## [WORK TO BE COMPLETED]
In the ring article below, condense the paragraph beginning "The search started with" into a short bulleted list of its main facts.

## [READING TEXT]
----
Thursday, May 10, 2012
Front Page and Page 7

Genealogy research helps return 1931 Batavia HS ring
By Diane Vance
Ledger staff writer

Fairfield's Richard Thompson used his experience and skills in genealogy research to reunite a 1931 class ring with the original owner's son.

The search started with an inquiry from Earl Hem in California. He'd found the class ring among his mother's possessions and last month decided to try to find the original owner's descendants and return the ring.

Engraved with the initials MLB inside, with the year 1931, the letter B on a shield on the outside and Batavia under it, Hem knew it was from Batavia High School.

"I was born on a farm between Eldon and Troy," said Hem. "I attended a one-room schoolhouse in Floris. My mom stayed living in the country with a Selma mailing address and did her banking in Libertyville. She's passed now.

"It's a mystery as to how she had the ring. She found it, but I don't remember if she told me where. And Glenn once asked his mother about it, but she didn't say."
----
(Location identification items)
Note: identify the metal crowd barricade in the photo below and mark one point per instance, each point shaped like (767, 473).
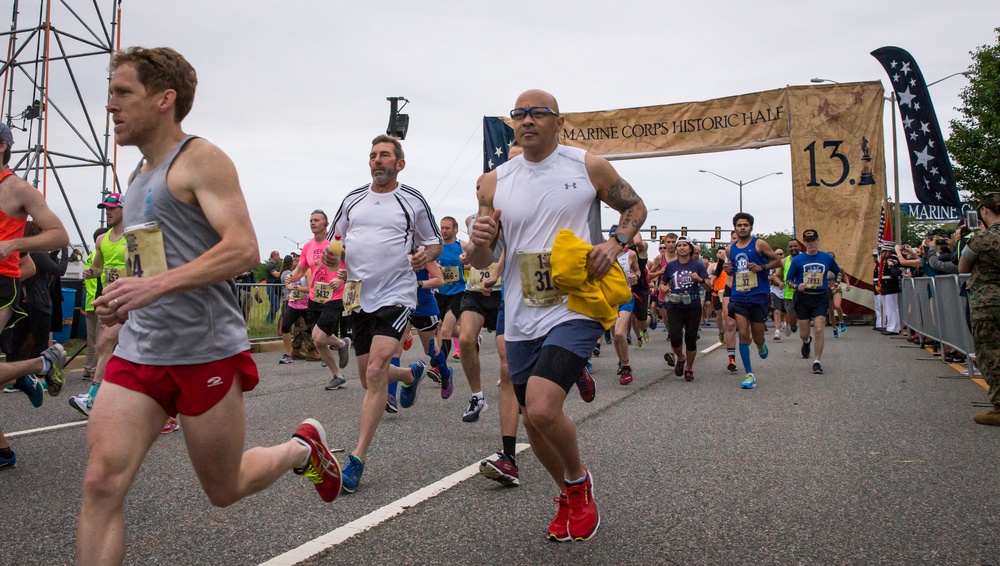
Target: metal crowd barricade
(255, 302)
(909, 311)
(935, 308)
----
## [COMPLETED TASK]
- The search began with an inquiry from Earl Hem in California.
- Hem found the class ring among his mother's possessions.
- Last month he decided to try to find the original owner's descendants and return the ring.